Di notevole rilievo e bellezza sono pure le Omelie sui Vangeli. La prima di esse fu tenuta nella basilica di San Pietro durante il tempo di Avvento del 590 e dunque pochi mesi dopo l’elezione al Pontificato; l’ultima fu pronunciata nella basilica di San Lorenzo nella seconda domenica dopo Pentecoste del 593. Il Papa predicava al popolo nelle chiese dove si celebravano le “stazioni” – particolari cerimonie di preghiera nei tempi forti dell’anno liturgico – o le feste dei martiri titolari. Il principio ispiratore, che lega insieme i vari interventi, si sintetizza nella parola “praedicator”: non solo il ministro di Dio, ma anche ogni cristiano, ha il compito di farsi “predicatore” di quanto ha sperimentato nel proprio intimo, sull’esempio di Cristo che s’è fatto uomo per portare a tutti l’annuncio della salvezza. L’orizzonte di questo impegno è quello escatologico: l’attesa del compimento in Cristo di tutte le cose è un pensiero costante del grande Pontefice e finisce per diventare motivo ispiratore di ogni suo pensiero e di ogni sua attività. Da qui scaturiscono i suoi incessanti richiami alla vigilanza e all’impegno nelle buone opere.

────────────────

(Esercizi scritti)
• 1. Secondo il testo sulle Omelie sui Vangeli, in quale basilica e in quale periodo fu tenuta la prima omelia?
• 2. Prosegui il testo sulle Omelie sui Vangeli dopo la sua ultima frase.

────────────────

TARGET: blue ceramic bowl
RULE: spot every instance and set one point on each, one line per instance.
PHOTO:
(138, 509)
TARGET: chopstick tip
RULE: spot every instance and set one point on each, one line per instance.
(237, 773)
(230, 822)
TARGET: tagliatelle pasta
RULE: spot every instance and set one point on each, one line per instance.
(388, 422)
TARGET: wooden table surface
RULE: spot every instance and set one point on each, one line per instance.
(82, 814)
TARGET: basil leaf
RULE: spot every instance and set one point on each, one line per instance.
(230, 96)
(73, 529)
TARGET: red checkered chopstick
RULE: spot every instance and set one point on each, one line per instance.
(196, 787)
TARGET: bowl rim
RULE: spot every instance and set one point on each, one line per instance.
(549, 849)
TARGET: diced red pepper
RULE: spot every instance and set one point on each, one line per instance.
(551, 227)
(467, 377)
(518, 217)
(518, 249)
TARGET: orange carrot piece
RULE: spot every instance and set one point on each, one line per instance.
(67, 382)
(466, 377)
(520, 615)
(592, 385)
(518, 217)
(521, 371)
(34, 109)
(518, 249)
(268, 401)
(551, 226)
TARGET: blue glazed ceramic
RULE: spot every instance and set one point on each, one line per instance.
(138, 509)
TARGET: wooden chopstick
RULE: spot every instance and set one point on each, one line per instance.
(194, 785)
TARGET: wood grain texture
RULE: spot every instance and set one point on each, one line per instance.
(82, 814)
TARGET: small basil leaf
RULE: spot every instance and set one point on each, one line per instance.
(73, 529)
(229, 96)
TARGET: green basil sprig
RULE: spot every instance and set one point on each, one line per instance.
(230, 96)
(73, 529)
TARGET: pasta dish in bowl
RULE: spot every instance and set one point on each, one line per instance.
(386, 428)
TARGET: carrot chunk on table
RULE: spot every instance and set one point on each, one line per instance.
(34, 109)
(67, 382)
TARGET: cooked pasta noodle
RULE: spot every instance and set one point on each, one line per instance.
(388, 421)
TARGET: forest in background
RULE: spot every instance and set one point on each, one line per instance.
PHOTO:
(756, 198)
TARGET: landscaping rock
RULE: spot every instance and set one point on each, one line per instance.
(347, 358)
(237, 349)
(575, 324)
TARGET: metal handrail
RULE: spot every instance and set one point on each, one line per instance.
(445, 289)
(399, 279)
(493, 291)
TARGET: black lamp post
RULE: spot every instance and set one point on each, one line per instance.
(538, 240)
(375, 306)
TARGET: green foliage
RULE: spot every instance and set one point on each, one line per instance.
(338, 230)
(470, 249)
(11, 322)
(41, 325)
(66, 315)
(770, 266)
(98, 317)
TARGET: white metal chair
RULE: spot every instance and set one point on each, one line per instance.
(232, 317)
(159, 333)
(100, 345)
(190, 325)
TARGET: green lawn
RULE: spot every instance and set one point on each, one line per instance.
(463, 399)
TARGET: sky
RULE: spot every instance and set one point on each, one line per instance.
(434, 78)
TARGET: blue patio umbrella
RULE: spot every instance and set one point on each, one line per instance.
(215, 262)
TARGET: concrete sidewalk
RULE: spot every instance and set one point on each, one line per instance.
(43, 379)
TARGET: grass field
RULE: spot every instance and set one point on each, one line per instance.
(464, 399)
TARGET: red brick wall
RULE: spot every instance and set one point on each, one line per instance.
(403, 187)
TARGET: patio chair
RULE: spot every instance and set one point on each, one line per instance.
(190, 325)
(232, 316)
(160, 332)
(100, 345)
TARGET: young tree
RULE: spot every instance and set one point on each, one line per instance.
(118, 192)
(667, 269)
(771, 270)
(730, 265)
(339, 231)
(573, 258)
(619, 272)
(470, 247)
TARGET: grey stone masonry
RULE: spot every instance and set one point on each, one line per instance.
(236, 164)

────────────────

(Risposte all'esercizio)
• 1. Nella basilica di San Pietro, durante il tempo di Avvento del 590.

• 2.
 

Il testo forse più organico di Gregorio Magno è la Regola pastorale, scritta nei primi anni di Pontificato. In essa Gregorio si propone di tratteggiare la figura del Vescovo ideale, maestro e guida del suo gregge. A tal fine egli illustra la gravità dell’ufficio di pastore della Chiesa e i doveri che esso comporta: pertanto, quelli che a tale compito non sono stati chiamati non lo ricerchino con superficialità, quelli invece che l’avessero assunto senza la debita riflessione sentano nascere nell’animo una doverosa trepidazione. Riprendendo un tema prediletto, egli afferma che il Vescovo è innanzitutto il “predicatore” per eccellenza; come tale egli deve essere innanzitutto di esempio agli altri, così che il suo comportamento possa costituire un punto di riferimento per tutti. Un’efficace azione pastorale richiede poi che egli conosca i destinatari e adatti i suoi interventi alla situazione di ognuno: Gregorio si sofferma ad illustrare le varie categorie di fedeli con acute e puntuali annotazioni, che possono giustificare la valutazione di chi ha visto in quest’opera anche un trattato di psicologia. Da qui si capisce che egli conosceva realmente il suo gregge e parlava di tutto con la gente del suo tempo e della sua città.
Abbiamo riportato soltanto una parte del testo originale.